### [WHAT YOU SHOULD DO]
Pick out and copy each line in the material that contains the string "yellow". Case counts.

=== DATASET ENTRIES ===

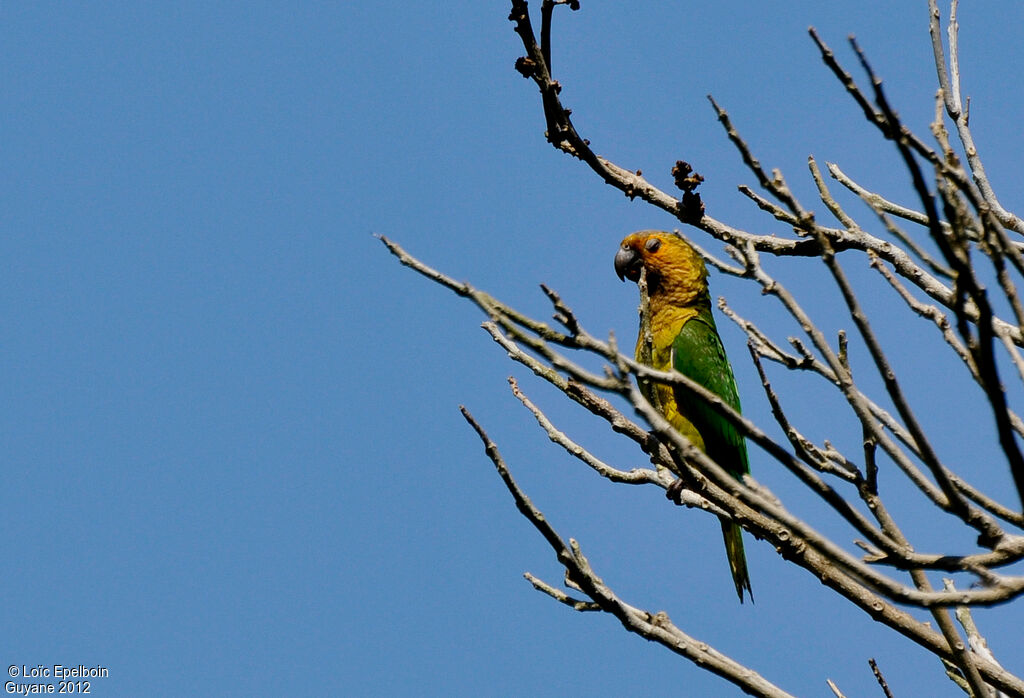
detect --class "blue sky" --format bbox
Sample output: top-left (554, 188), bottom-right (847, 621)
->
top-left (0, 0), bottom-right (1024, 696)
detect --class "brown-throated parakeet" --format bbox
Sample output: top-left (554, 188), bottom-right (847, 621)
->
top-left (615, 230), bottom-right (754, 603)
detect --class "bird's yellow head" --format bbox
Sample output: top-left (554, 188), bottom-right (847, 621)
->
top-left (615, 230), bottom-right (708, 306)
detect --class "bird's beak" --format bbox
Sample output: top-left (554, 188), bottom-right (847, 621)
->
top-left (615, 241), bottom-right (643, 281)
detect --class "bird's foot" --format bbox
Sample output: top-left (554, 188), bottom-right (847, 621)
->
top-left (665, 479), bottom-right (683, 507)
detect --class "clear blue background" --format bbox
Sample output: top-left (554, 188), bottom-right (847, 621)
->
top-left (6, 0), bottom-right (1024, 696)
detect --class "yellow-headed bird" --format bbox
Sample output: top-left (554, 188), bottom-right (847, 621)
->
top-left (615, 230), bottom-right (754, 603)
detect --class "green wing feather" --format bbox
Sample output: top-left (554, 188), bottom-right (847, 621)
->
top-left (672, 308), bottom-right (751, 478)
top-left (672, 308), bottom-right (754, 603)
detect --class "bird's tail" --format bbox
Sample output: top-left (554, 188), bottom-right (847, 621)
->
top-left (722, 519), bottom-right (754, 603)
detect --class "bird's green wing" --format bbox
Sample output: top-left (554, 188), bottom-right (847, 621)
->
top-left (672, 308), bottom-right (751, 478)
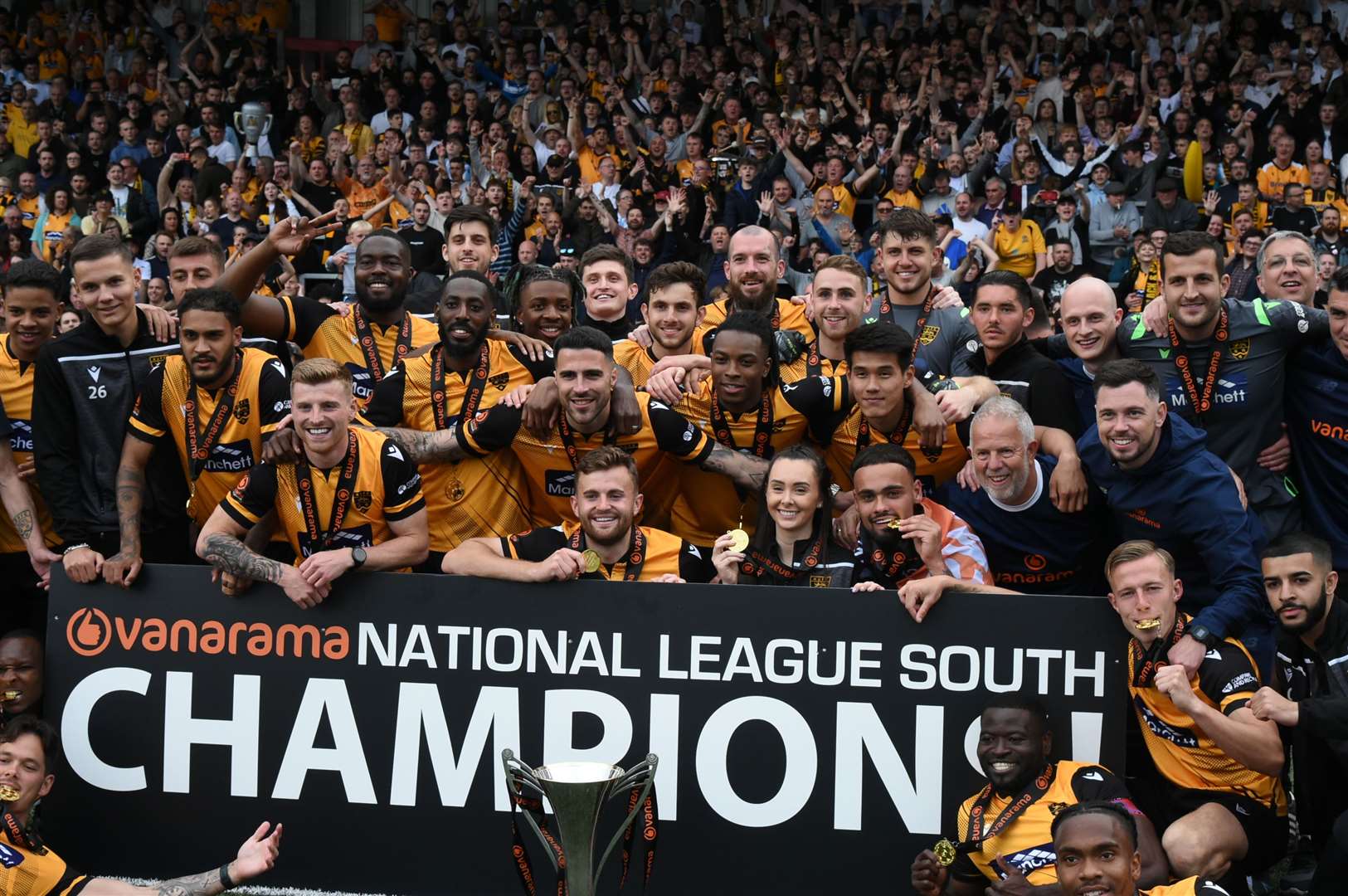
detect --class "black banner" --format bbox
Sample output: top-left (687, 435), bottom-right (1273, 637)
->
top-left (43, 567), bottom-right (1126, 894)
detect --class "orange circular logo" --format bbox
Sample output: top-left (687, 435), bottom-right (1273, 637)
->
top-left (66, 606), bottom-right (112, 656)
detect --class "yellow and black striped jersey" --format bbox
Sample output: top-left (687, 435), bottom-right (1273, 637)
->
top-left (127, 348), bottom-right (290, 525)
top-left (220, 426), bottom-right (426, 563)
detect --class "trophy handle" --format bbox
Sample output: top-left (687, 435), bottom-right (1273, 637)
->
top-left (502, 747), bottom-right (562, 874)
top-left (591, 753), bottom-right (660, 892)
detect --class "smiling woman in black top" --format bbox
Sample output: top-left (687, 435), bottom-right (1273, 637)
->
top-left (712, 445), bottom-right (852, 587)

===

### [FULL ANSWER]
detect --class "bird's yellow head" --format bbox
detect --class "yellow-headed bird" --format bbox
detect --class "yellow and black striped jersey" --format bbox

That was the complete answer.